:: RECORD EXCERPTS
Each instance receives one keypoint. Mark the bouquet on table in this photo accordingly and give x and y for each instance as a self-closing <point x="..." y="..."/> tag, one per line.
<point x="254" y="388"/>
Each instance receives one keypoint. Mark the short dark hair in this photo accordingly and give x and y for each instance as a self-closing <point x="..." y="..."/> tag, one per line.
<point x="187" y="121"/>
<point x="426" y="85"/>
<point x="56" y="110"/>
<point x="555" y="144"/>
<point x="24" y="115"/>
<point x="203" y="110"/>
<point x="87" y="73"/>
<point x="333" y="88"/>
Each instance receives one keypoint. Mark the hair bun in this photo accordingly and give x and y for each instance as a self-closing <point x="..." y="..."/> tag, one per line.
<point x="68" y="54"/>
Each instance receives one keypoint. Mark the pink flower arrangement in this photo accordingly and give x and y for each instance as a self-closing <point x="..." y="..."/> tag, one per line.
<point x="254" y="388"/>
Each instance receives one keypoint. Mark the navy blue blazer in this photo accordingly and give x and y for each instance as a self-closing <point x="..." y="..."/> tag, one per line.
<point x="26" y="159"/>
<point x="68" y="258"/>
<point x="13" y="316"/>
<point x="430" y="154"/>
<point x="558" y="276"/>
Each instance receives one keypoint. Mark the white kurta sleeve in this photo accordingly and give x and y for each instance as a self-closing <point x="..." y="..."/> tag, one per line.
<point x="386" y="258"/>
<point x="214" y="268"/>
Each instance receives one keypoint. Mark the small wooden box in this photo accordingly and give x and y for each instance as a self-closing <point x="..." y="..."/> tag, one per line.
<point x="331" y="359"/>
::::
:: RECORD EXCERPTS
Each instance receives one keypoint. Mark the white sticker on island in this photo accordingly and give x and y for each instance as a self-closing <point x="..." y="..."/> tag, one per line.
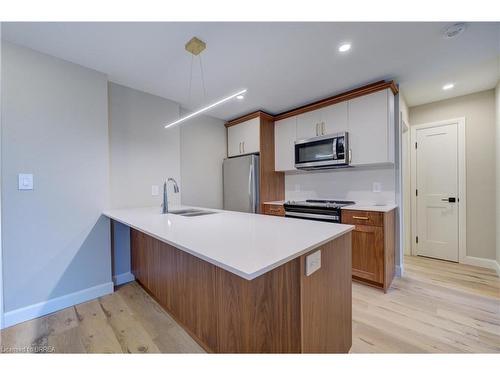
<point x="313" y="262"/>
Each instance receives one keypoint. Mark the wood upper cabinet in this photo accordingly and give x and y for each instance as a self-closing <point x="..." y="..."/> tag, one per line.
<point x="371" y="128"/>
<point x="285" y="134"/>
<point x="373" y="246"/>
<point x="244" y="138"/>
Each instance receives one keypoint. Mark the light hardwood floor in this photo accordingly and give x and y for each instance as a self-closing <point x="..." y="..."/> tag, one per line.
::::
:: RECORD EXCERPTS
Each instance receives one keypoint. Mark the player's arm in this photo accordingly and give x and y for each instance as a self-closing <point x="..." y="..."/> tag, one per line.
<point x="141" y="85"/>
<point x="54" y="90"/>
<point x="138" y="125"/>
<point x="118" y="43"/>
::::
### AIM
Please pull out every line of the records that contains the word "white", matching case exactly.

### THE SOLUTION
Each instance receives one keypoint. Mark the white kurta sleeve in this photo accordingly and give x and y for each instance as a self-closing <point x="..." y="..."/> tag, one per line.
Each instance receives one keypoint. Mark the white sticker on island in this photo accordingly and give x and y for each instance as a self-closing <point x="..." y="..."/> tag, one per line.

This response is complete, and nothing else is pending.